*** INFORMATION SUPPLIED Section Begins ***
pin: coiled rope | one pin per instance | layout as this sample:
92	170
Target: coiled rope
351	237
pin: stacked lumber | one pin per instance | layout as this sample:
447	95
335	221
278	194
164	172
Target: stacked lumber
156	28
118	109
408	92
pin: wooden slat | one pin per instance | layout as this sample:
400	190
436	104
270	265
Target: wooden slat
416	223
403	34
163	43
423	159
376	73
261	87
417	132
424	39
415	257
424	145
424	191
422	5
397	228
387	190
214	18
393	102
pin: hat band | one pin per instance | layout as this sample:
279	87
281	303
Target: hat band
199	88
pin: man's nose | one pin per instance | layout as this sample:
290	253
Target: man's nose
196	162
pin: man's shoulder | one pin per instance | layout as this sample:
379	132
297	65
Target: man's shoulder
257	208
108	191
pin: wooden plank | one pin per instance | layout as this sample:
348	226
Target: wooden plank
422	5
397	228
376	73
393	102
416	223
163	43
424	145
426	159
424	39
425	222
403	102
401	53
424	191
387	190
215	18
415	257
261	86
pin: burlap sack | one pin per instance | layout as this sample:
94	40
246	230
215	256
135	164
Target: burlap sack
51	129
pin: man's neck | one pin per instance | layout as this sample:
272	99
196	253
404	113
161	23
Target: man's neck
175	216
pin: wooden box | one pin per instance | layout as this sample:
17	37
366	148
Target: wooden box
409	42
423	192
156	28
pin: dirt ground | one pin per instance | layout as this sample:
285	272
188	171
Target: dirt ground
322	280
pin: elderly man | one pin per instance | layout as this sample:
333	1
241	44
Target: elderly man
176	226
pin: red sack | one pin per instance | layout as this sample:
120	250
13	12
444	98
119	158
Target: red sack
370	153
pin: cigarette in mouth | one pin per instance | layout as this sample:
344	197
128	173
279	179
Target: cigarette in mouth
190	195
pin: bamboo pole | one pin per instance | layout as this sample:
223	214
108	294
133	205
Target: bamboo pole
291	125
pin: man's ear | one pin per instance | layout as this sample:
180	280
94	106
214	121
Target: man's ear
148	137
*** INFORMATION SUPPLIED Section Ends ***
*** INFORMATION SUPPLIED Section Begins ***
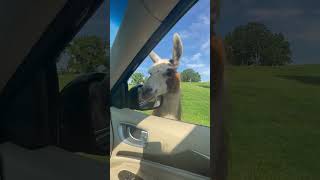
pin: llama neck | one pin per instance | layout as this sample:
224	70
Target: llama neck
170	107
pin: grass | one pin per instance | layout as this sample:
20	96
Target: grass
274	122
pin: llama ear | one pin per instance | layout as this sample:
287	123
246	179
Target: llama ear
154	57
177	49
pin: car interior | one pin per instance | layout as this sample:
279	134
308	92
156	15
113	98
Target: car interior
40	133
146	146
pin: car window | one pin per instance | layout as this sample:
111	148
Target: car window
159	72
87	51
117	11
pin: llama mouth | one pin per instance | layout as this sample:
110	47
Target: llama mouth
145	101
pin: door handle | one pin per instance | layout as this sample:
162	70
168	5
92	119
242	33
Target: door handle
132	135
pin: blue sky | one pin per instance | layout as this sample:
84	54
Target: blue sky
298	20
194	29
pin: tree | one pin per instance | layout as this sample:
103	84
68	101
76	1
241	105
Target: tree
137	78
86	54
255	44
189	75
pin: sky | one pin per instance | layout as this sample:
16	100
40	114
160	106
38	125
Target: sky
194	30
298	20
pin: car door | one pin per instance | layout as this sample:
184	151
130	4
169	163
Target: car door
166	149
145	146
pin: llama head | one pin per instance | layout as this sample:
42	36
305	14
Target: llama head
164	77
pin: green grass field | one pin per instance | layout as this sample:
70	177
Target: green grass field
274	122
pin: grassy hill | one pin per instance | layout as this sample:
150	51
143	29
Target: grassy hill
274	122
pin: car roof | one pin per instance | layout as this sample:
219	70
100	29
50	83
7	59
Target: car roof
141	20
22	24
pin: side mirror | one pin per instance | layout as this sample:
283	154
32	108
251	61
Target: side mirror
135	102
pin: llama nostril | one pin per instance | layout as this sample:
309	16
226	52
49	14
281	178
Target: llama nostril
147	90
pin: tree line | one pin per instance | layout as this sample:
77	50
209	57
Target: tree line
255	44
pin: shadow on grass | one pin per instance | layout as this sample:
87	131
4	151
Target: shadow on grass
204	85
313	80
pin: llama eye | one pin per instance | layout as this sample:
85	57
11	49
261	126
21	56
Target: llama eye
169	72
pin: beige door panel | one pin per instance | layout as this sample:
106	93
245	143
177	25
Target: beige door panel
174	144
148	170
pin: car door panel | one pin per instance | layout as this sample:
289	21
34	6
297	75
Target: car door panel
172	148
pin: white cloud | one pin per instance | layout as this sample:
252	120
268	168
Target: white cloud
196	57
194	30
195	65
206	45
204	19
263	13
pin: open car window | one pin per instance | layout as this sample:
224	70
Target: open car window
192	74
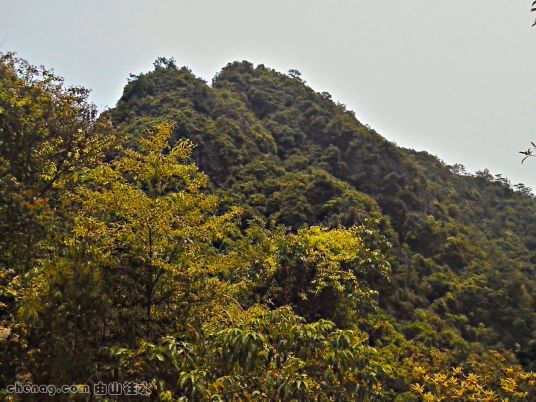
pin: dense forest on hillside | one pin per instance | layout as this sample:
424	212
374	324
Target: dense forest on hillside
*** INFORMATION SUPPLIED Section Ends ***
_WORK TO BE COMPLETED:_
Of the lines above, quote exactly those from the one with "pin: llama eye" through the one with "Target: dense forest on hillside", ends included; pictures stay out.

_OUTPUT FOR THIS TASK:_
pin: llama eye | one pin per instance | layout as this sample:
85	57
11	49
261	126
21	56
Target: llama eye
169	72
pin: beige door panel | one pin per instance | layout as this sample:
106	93
245	143
177	25
Target: beige door panel
174	144
148	170
pin: car door panel | one pin per instance | layout as this sample:
289	21
34	6
297	75
Target: car door panel
172	148
pin: white cloud | one pin per instance | layout as this sample:
252	120
268	168
Target: white cloud
196	57
194	30
195	65
206	45
204	19
263	13
pin: open car window | one pin per instance | layout as this sample:
224	70
Target: open car window
192	74
pin: dense forest on hillside | one pin per instance | layout as this sample:
424	212
374	324
Target: dense forest on hillside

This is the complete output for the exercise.